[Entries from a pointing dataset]
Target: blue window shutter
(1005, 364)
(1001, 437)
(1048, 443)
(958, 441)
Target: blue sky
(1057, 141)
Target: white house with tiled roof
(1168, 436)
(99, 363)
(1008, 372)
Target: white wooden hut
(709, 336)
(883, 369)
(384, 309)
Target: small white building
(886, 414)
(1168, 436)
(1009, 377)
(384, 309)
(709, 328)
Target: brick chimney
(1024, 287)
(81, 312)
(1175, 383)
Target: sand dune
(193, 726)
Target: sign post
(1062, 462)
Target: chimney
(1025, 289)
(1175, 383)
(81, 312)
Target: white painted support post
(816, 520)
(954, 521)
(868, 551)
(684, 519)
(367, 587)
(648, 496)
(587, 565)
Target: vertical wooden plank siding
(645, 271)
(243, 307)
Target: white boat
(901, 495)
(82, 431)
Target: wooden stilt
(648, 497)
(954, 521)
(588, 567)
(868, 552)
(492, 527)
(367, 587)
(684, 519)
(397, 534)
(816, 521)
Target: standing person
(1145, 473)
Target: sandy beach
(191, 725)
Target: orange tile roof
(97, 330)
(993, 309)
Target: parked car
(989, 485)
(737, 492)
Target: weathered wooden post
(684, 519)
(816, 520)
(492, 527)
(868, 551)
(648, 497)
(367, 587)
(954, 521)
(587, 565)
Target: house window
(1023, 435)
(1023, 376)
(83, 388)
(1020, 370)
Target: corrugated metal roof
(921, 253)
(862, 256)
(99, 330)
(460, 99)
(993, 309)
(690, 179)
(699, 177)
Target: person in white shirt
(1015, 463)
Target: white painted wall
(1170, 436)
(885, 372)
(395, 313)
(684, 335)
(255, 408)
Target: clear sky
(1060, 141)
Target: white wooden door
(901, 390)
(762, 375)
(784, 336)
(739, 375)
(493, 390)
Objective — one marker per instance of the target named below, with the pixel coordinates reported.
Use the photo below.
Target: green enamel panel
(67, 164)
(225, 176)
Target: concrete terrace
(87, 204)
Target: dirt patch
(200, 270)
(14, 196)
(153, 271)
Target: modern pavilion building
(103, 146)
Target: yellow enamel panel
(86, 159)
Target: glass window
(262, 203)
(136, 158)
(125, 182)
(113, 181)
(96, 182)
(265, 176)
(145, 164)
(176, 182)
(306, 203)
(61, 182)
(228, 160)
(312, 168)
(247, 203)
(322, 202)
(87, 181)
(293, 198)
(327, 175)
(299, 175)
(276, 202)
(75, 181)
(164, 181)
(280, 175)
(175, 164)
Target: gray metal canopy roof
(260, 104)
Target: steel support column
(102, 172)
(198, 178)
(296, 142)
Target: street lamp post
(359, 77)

## Task directions
Reproduce every line of the listing above word for word, in the same order.

## Answer to this task
Target: blue window shutter
(1005, 364)
(1001, 437)
(1048, 443)
(958, 441)
Target: blue sky
(1057, 141)
Target: white house with tiled roof
(1168, 436)
(99, 363)
(1008, 372)
Target: white wooden hut
(709, 336)
(883, 369)
(384, 309)
Target: small white building
(886, 414)
(1168, 436)
(1009, 377)
(384, 309)
(709, 328)
Target: brick chimney
(1024, 287)
(81, 312)
(1175, 383)
Target: sand dune
(193, 726)
Target: sign post
(1062, 462)
Target: chimney
(1025, 289)
(1175, 383)
(81, 312)
Target: white painted support post
(816, 520)
(954, 521)
(868, 551)
(684, 519)
(367, 587)
(648, 496)
(587, 565)
Target: vertical wooden plank siding
(645, 271)
(243, 307)
Target: white boat
(901, 495)
(82, 431)
Target: wooden stilt
(648, 497)
(954, 521)
(588, 567)
(868, 552)
(492, 527)
(367, 587)
(684, 519)
(397, 534)
(816, 521)
Target: standing person
(1145, 473)
Target: sandy beach
(191, 725)
Target: orange tile roof
(97, 330)
(993, 309)
Target: parked car
(989, 485)
(737, 492)
Target: weathered wooden post
(684, 519)
(816, 520)
(492, 527)
(868, 551)
(648, 497)
(367, 587)
(954, 521)
(587, 565)
Target: house window
(1023, 435)
(1023, 376)
(83, 388)
(1020, 370)
Target: corrugated metal roof
(921, 253)
(862, 256)
(99, 330)
(460, 99)
(993, 309)
(690, 179)
(699, 177)
Target: person in white shirt
(1015, 463)
Target: white painted wall
(1170, 436)
(885, 372)
(395, 313)
(684, 335)
(255, 408)
Target: clear sky
(1060, 141)
Target: white wooden door
(901, 390)
(762, 375)
(784, 336)
(739, 375)
(493, 390)
Objective — one marker per instance of the target named below, with the pixel coordinates reported.
Use the photo below.
Target: green enamel panel
(67, 164)
(225, 176)
Target: concrete terrace
(87, 204)
Target: dirt patch
(200, 270)
(14, 196)
(153, 271)
Target: modern pavilion building
(103, 146)
Target: yellow enamel panel
(86, 159)
Target: glass window
(262, 203)
(136, 158)
(125, 182)
(113, 181)
(96, 182)
(265, 176)
(145, 164)
(176, 182)
(306, 203)
(61, 182)
(228, 160)
(312, 168)
(247, 203)
(322, 202)
(87, 181)
(293, 198)
(327, 175)
(299, 175)
(276, 202)
(75, 181)
(164, 181)
(280, 175)
(175, 164)
Target: gray metal canopy roof
(260, 104)
Target: steel support column
(102, 172)
(198, 178)
(296, 142)
Target: street lamp post
(359, 77)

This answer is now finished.